[O que se espera]:
Reproduza o trecho do relato sobre a trajetória do pai, de "Aprovado, arrumou emprego" até "professora, Maria Nívia.".

[Trecho do documento]:
-- -- --
Reunindo as economias que tinha, meu pai partiu para o Rio de Janeiro e prestou vestibular na antiga Faculdade Nacional de Medicina.

Aprovado, arrumou emprego no Ministério da Saúde e não vendeu o relógio.
No Rio, nos anos 40, época do chapéu, paletó e gravata, tinha apenas um terno, vinho, ganho em uma rifa. Morava na casa dos tios. Formou-se médico em 1954.

Mas, antes, uma doença mudou a sua vida.

No final dos anos 40, já estudante de Medicina, pegou tuberculose, uma doença, à época, ainda sem cura. Do Rio, veio para Campos do Jordão. Acabou internado na Coréia, como era chamada a ala destinada aos pacientes pobres. Por sorte, determinação ou ajuda divina, sobreviveu à doença que matava milhares por ano, voltou ao Rio e concluiu o curso. O que parecia uma tragédia foi determinante em sua vida: curado, trabalhou em Campos na equipe do médico João Pedro Além, especialista no tratamento da tuberculose. E foi em Campos que conheceu uma professora, Maria Nívia.

A essa morena magra, de olhos castanhos, ele iria declarar pelos próximos 60 anos: Nívia, você é a mulher da minha vida.

Hélcio e Nívia se casaram em 1955, um ano após a formatura na Faculdade Nacional de Medicina. Tiveram dois filhos: Maria Stella Amorim da Costa, nascida em 3 de maio de 1956, e Hélcio José da Costa Junior, nascido em 5 de julho de 1959.

Como médico, sempre foi um estudioso e um profissional dedicado a seus pacientes.
-- -- --
Dados de localização com um ponto por instância:
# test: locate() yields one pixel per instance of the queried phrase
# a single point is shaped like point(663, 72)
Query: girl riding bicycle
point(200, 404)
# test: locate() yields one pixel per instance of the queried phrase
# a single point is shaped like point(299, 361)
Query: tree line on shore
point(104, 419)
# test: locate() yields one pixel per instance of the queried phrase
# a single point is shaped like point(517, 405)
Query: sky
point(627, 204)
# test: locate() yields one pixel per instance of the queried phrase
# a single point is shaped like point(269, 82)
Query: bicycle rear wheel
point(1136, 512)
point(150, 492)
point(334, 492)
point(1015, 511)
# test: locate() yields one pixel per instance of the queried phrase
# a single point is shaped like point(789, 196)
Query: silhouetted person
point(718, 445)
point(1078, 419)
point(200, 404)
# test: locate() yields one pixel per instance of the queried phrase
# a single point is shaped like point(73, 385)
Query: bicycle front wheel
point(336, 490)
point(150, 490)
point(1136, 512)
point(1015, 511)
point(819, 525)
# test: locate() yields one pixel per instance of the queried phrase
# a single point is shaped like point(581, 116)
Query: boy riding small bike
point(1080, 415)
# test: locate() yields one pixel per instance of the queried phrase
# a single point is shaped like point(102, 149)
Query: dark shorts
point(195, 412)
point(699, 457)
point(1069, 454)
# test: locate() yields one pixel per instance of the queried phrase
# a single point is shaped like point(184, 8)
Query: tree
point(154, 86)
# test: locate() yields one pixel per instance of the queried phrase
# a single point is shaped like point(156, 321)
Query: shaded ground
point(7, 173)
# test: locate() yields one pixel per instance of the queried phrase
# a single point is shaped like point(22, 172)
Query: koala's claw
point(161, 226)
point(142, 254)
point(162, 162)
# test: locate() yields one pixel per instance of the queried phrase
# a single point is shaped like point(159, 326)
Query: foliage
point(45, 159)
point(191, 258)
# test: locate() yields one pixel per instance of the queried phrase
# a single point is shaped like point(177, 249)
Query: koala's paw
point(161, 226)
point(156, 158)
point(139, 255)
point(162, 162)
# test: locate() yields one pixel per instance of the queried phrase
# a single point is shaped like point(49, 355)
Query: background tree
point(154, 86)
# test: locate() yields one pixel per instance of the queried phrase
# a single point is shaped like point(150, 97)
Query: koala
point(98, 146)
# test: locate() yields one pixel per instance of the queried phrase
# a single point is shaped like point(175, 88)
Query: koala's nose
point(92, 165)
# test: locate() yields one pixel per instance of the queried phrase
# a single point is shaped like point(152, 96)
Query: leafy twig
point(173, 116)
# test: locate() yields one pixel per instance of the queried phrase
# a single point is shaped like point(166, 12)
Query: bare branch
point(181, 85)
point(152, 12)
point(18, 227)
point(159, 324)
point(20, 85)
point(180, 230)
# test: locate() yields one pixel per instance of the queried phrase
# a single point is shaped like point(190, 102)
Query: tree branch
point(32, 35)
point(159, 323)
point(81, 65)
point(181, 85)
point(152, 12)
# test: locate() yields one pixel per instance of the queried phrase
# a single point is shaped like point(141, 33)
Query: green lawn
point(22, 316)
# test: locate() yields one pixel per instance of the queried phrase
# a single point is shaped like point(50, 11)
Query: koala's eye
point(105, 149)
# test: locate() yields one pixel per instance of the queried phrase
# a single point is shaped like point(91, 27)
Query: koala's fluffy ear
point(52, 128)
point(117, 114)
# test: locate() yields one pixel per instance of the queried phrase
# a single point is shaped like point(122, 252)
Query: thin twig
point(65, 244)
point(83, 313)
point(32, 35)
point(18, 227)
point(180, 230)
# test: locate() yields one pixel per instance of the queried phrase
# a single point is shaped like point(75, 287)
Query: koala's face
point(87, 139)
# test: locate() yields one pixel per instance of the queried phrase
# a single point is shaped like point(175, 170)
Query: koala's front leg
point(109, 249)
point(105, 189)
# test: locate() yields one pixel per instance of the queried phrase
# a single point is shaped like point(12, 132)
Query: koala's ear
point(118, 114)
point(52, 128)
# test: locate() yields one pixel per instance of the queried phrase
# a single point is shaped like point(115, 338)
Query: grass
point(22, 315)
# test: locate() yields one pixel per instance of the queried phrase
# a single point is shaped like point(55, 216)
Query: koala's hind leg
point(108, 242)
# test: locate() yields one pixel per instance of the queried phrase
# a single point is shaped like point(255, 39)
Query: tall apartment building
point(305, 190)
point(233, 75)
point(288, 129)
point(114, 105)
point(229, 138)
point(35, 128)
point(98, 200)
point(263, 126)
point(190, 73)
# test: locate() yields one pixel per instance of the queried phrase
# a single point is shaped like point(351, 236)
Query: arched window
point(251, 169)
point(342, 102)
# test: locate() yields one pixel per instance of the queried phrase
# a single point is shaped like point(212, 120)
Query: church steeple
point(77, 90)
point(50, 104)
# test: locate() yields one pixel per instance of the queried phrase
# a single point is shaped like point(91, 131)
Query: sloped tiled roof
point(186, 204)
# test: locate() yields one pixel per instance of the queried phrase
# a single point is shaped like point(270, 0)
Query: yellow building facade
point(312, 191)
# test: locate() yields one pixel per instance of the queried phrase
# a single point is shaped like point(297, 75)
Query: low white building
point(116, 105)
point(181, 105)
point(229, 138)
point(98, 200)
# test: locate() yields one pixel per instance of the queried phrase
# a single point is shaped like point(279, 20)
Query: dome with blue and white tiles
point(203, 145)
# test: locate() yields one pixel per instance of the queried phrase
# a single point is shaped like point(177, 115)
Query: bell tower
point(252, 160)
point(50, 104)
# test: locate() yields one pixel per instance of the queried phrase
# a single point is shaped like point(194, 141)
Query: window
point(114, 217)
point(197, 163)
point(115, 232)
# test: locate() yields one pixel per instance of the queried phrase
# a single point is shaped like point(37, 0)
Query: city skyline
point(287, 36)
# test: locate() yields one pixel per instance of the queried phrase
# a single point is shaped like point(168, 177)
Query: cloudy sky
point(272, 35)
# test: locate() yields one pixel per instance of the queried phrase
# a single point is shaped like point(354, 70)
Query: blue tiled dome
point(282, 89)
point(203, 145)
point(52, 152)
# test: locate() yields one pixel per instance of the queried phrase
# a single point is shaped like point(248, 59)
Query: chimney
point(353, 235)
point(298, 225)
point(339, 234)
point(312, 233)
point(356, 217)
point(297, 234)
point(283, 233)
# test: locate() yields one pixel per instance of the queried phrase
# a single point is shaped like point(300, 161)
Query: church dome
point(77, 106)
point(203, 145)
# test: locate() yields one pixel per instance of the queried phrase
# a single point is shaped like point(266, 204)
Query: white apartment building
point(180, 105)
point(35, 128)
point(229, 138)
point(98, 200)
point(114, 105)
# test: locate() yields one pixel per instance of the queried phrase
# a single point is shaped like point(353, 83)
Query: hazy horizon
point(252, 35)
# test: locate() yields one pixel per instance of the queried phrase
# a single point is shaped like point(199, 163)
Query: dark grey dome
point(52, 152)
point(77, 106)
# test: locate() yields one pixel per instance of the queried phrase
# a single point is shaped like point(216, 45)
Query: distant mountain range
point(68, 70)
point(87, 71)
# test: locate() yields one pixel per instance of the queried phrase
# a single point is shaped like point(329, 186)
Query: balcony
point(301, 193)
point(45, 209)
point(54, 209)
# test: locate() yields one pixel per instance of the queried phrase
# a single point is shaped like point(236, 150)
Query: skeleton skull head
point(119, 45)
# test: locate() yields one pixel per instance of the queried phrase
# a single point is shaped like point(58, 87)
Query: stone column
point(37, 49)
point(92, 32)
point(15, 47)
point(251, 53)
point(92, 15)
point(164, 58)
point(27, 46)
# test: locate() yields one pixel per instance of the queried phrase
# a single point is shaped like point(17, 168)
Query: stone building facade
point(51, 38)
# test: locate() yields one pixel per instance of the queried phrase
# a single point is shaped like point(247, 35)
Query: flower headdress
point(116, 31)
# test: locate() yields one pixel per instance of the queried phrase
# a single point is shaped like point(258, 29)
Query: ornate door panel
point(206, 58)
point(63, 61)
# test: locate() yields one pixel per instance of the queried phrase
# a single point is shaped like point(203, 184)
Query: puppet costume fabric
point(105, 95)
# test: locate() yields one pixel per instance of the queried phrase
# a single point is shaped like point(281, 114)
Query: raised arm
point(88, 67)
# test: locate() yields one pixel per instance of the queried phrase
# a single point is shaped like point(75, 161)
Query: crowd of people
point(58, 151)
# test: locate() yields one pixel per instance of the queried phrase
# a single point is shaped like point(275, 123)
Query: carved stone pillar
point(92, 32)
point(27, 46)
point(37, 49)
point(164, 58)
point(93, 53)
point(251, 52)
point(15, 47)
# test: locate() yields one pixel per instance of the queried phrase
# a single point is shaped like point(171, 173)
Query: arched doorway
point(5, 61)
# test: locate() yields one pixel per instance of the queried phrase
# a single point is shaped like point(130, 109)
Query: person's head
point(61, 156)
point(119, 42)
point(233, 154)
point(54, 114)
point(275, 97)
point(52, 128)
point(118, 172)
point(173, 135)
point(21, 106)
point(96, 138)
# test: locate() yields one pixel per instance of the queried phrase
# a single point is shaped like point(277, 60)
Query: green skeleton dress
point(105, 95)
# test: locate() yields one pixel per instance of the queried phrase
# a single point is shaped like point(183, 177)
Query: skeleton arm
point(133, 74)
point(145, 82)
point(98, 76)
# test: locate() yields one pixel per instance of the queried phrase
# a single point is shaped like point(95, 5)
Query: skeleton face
-- -- --
[Solução a seguir]:
Aprovado, arrumou emprego no Ministério da Saúde e não vendeu o relógio.
No Rio, nos anos 40, época do chapéu, paletó e gravata, tinha apenas um terno, vinho, ganho em uma rifa. Morava na casa dos tios. Formou-se médico em 1954.

Mas, antes, uma doença mudou a sua vida.

No final dos anos 40, já estudante de Medicina, pegou tuberculose, uma doença, à época, ainda sem cura. Do Rio, veio para Campos do Jordão. Acabou internado na Coréia, como era chamada a ala destinada aos pacientes pobres. Por sorte, determinação ou ajuda divina, sobreviveu à doença que matava milhares por ano, voltou ao Rio e concluiu o curso. O que parecia uma tragédia foi determinante em sua vida: curado, trabalhou em Campos na equipe do médico João Pedro Além, especialista no tratamento da tuberculose. E foi em Campos que conheceu uma professora, Maria Nívia.